***** Excerpted records *****
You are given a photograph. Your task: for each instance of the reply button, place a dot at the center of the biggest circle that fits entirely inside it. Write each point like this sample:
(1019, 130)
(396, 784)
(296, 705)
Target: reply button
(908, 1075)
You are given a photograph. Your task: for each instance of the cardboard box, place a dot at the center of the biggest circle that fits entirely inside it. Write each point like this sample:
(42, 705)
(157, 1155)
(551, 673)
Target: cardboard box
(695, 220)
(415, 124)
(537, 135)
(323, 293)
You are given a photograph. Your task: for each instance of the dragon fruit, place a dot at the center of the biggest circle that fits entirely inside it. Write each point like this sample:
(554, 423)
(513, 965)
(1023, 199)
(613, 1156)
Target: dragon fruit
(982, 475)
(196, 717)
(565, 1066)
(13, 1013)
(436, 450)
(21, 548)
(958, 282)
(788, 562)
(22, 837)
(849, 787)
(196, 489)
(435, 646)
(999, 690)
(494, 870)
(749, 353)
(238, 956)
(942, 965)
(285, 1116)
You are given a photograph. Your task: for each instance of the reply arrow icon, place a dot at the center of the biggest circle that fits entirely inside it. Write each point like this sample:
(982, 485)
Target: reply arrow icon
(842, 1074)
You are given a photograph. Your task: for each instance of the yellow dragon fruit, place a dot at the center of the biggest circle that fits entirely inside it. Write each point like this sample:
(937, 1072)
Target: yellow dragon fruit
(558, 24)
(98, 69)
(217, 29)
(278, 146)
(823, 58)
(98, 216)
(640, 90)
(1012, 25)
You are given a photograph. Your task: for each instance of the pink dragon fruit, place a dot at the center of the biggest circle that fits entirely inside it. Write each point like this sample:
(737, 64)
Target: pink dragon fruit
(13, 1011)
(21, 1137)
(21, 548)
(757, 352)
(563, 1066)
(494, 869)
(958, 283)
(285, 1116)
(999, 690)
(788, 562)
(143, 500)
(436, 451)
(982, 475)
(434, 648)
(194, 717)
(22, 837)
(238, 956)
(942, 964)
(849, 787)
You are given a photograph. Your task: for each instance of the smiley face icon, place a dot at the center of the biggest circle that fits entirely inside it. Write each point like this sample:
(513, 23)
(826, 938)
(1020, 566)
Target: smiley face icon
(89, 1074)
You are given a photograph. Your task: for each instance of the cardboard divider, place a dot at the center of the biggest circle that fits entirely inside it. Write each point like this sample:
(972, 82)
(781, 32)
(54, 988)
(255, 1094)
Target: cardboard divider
*****
Goal -> From the start of the rows up to and including the line with "(908, 1075)", please write out every line again, requests included. Multiply each answer coordinate by 1.7 and round to whole numbers, with halves going up, but leave the sample points in the requests unchanged.

Output of the exercise ->
You are given a photograph. Your task: for each instance of the reply button, place a dot at the center of the biggest circle that fits entirely inside it. Write each point like this sample:
(1019, 130)
(396, 784)
(296, 705)
Target: reply button
(1544, 1828)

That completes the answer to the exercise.